START Entries provided
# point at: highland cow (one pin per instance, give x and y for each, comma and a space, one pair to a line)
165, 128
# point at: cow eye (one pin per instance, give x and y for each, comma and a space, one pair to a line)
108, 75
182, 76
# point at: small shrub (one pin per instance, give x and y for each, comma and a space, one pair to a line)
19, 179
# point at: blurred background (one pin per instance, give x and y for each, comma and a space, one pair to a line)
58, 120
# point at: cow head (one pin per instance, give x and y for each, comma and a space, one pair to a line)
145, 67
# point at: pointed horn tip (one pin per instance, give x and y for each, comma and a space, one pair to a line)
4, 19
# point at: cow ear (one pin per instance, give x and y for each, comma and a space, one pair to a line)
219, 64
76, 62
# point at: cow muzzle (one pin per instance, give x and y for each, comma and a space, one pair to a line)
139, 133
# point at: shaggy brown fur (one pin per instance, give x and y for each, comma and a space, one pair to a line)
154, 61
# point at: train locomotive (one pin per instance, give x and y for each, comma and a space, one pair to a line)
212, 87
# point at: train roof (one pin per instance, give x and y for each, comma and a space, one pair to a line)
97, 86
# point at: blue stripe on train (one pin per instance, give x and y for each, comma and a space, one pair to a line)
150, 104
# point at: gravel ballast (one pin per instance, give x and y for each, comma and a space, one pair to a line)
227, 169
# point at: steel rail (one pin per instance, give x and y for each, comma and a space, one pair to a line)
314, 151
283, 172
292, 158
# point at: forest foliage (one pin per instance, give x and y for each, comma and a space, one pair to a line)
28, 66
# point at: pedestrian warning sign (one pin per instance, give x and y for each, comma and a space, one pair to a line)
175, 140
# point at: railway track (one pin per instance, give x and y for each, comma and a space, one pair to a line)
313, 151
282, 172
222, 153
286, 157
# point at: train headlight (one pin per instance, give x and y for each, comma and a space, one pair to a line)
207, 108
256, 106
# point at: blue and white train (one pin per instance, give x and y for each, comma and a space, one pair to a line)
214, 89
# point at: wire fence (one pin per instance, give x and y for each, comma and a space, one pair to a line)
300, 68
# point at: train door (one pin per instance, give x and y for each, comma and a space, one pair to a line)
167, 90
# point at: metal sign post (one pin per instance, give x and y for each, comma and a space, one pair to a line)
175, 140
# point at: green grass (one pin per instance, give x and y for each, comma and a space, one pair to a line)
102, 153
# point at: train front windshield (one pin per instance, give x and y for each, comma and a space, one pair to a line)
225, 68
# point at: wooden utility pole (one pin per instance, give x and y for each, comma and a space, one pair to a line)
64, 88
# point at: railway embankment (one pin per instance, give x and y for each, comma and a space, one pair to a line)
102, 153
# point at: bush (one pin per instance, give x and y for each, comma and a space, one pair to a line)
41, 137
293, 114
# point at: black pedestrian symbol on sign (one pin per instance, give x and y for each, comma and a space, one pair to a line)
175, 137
END Entries provided
*Short task*
Could you write out the material again from the line with "# point at: wooden" through the end of the material, requests included, with every x and y coordinate in the answers scaled by 0.55 and rounded to whole numbers, halves going up?

*Output*
# point at: wooden utility pole (one pin per instance, give x and y for each, comma and a space, one pair to a line)
35, 48
# point at: railway embankment (one pin per instance, give x and y for each, comma and a space, one pair to a line)
56, 84
# point at: bush (one pin per instance, give x and y for each, comma and a space, one pair to a line)
23, 75
161, 63
# point at: black pedestrian symbol on sign (one pin per instance, give x and y for each, comma and a space, one pair to a line)
96, 75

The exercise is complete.